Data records
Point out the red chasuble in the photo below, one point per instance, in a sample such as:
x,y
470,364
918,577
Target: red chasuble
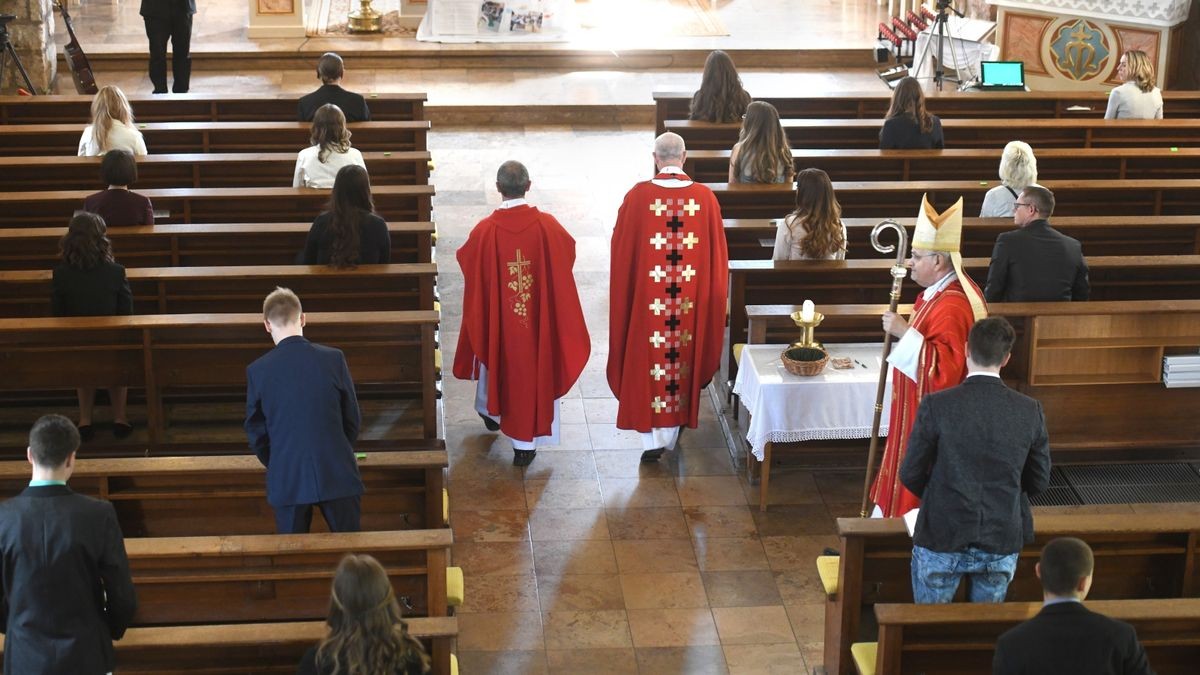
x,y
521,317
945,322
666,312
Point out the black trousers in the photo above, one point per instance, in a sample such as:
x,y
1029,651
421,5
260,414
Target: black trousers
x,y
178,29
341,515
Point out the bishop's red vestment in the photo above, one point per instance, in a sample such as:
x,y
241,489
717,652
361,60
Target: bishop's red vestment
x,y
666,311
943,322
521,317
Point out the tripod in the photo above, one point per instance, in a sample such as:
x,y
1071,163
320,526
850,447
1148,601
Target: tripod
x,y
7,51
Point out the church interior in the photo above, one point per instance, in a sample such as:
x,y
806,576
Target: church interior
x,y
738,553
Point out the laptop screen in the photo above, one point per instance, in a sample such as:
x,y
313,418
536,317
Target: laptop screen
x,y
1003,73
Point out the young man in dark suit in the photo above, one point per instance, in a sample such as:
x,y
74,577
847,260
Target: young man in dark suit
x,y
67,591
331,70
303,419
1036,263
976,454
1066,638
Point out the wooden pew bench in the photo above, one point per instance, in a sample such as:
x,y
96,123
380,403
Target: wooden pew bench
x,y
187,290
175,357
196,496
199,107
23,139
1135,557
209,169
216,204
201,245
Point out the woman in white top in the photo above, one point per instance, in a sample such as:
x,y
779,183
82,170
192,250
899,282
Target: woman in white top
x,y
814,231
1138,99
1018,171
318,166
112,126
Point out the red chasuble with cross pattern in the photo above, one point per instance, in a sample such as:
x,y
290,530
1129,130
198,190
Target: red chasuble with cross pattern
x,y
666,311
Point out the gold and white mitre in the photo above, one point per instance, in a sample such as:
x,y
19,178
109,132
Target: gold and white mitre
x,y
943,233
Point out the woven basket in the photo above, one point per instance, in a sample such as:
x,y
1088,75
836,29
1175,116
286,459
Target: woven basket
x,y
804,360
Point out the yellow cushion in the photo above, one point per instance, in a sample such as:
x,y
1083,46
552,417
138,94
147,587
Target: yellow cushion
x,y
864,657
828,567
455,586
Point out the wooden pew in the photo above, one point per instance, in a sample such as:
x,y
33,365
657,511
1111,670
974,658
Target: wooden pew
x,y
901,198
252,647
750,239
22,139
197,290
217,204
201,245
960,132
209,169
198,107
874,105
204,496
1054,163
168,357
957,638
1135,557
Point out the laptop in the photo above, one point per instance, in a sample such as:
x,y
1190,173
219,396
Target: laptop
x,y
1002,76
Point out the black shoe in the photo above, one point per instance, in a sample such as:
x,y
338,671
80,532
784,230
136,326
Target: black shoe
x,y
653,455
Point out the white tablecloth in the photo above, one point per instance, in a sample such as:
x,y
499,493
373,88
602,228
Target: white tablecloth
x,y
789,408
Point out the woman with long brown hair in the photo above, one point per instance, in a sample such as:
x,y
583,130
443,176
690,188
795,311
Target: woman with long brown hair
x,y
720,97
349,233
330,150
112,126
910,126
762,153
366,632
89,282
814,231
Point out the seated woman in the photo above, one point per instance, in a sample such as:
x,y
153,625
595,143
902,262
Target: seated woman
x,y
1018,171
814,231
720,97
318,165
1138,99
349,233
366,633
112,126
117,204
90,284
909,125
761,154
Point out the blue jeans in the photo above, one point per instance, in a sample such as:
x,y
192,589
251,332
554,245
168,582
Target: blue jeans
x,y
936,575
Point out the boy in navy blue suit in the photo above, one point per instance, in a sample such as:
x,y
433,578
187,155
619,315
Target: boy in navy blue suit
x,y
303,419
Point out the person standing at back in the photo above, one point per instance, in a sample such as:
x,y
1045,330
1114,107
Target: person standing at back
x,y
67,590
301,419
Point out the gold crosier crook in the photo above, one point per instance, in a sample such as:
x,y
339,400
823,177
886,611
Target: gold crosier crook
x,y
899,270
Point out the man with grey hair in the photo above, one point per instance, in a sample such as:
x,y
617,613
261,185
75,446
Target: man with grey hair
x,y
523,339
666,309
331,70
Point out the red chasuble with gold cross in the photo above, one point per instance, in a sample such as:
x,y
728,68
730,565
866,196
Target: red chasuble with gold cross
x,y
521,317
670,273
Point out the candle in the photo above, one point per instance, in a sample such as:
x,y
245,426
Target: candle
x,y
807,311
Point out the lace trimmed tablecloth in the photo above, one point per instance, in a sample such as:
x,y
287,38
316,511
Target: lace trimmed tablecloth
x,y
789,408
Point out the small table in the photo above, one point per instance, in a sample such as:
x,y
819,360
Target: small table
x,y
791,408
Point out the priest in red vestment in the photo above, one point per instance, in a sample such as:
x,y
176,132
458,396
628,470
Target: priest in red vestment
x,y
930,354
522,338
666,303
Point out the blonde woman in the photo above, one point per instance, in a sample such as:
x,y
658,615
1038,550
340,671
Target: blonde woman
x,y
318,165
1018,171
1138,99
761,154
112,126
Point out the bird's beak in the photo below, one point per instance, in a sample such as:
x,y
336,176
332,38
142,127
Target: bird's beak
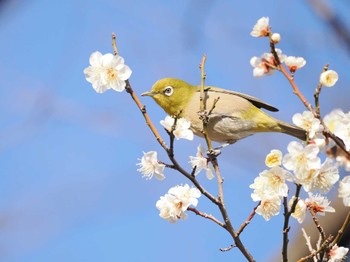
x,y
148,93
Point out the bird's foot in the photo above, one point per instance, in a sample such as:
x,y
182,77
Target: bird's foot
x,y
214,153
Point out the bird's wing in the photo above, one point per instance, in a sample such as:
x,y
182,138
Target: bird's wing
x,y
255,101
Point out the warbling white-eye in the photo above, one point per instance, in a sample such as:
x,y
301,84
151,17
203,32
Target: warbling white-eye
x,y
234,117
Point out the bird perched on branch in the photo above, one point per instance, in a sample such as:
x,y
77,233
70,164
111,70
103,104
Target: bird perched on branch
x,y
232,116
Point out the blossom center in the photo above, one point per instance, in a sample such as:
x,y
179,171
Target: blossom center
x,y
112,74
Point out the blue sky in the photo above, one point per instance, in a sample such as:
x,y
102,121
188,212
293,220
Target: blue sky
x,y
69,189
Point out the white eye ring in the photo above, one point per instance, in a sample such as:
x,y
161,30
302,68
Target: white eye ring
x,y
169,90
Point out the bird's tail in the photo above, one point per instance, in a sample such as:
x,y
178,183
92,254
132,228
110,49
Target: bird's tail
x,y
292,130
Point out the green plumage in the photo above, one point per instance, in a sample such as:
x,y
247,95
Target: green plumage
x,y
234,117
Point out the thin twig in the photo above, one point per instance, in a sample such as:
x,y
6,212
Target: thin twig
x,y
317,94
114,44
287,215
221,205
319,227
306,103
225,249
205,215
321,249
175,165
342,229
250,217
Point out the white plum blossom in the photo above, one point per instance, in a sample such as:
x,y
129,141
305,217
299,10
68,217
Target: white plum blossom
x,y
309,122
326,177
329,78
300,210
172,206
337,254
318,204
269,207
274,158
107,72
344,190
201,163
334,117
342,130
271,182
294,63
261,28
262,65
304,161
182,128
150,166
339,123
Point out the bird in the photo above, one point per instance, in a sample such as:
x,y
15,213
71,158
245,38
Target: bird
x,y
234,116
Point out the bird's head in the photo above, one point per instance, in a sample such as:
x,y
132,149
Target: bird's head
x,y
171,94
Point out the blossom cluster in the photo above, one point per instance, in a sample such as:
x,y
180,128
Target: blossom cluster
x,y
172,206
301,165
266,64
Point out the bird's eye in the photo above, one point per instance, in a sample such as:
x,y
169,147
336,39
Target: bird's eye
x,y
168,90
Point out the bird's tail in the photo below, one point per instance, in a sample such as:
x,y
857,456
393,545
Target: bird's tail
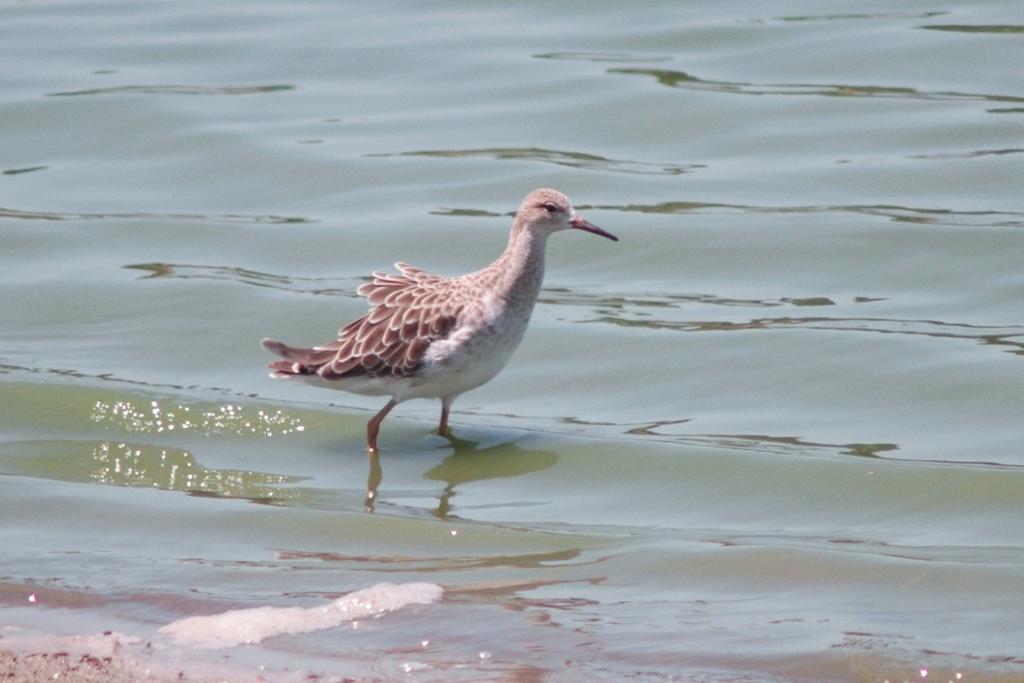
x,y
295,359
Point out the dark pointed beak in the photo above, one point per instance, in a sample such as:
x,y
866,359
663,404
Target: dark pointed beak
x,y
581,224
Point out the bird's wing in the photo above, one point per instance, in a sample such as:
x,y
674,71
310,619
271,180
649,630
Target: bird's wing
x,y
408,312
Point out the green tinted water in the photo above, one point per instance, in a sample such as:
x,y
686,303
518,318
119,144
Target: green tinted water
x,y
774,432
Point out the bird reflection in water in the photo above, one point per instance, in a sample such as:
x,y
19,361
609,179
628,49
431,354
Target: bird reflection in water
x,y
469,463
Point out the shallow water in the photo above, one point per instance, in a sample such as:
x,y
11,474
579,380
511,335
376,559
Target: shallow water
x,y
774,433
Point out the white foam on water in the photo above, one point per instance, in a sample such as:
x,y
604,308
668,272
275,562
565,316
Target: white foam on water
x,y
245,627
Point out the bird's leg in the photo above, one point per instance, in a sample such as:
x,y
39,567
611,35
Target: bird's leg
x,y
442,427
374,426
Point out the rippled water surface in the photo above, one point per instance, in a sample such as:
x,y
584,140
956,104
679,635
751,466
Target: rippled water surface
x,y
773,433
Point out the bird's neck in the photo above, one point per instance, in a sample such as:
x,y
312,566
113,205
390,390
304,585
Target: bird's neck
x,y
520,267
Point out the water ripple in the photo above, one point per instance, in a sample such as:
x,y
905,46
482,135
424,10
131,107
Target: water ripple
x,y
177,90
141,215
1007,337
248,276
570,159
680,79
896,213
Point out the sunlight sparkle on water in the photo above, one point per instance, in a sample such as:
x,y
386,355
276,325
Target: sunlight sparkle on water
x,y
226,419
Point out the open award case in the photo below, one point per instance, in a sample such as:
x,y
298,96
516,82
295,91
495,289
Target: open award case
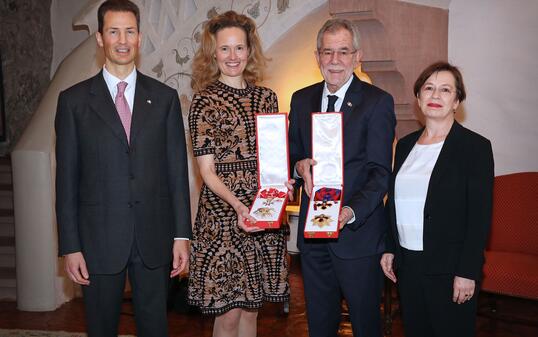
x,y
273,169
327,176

Stated goal → Pictures do not go in the copy. Write out exactly the lines from the line containing "Point out the bird's eye" through the last line of the listing.

The output →
Point out the bird's eye in the photo above, one point per instance, in a sample such as:
x,y
169,147
336,39
Target: bird's eye
x,y
168,90
Point out the bird's tail in the photo below, one point per instance, in a sample such as:
x,y
857,456
393,545
Target: bird's tail
x,y
295,359
Point out the dark pointed beak in the photo above, one point per instance, in a sample such as:
x,y
866,359
663,404
Target: dark pointed beak
x,y
581,224
Point out the bird's wing in the photo above, one point per instance, in a sample such as:
x,y
674,71
310,619
271,180
649,630
Target: bird's wing
x,y
408,312
Point out the green tinted water in the photo above, one point per instance, in a sample such as:
x,y
686,303
518,318
119,144
Target: green tinted water
x,y
774,432
Point out the bird reflection in water in the photo above, one point per instance, in a sample such as:
x,y
19,361
609,179
628,49
431,354
Target: bird reflection in water
x,y
469,463
Point out the shallow water in the photo above, one point per instance, in a sample such as:
x,y
11,474
579,380
511,335
376,559
Target: shallow water
x,y
774,433
Point out the white foam on water in the photo above, one point per instance, in a sample such as:
x,y
604,308
668,272
275,562
565,316
Target: white foam on water
x,y
245,627
Point out the bird's leg in the photo above, one point per instance, in a sample such as:
x,y
39,567
611,35
Target: bird's leg
x,y
442,427
374,426
Point out the rippled water surface in the photo above, one point per instance, in a sample such as:
x,y
584,140
956,104
679,635
751,466
Target: rippled water surface
x,y
773,433
Point out the bird's neck in the photo above, one point per instance, in a sample such as:
x,y
312,566
113,205
390,390
304,585
Target: bird's neck
x,y
520,267
Point out the water ripple in the photo above, one point per instance, in a sample such as:
x,y
905,46
482,135
424,10
131,107
Target: water ripple
x,y
177,90
141,215
1007,337
248,276
570,159
680,79
896,213
Point out the sunlight sparkle on water in the photo above, one point per instance, in a sample such as:
x,y
386,355
276,325
Target: sunlight sparkle on water
x,y
226,419
Point out the open award case in the photo below, one point per instance, in a sample such as:
x,y
298,96
516,82
295,91
495,289
Target: open award case
x,y
273,169
327,176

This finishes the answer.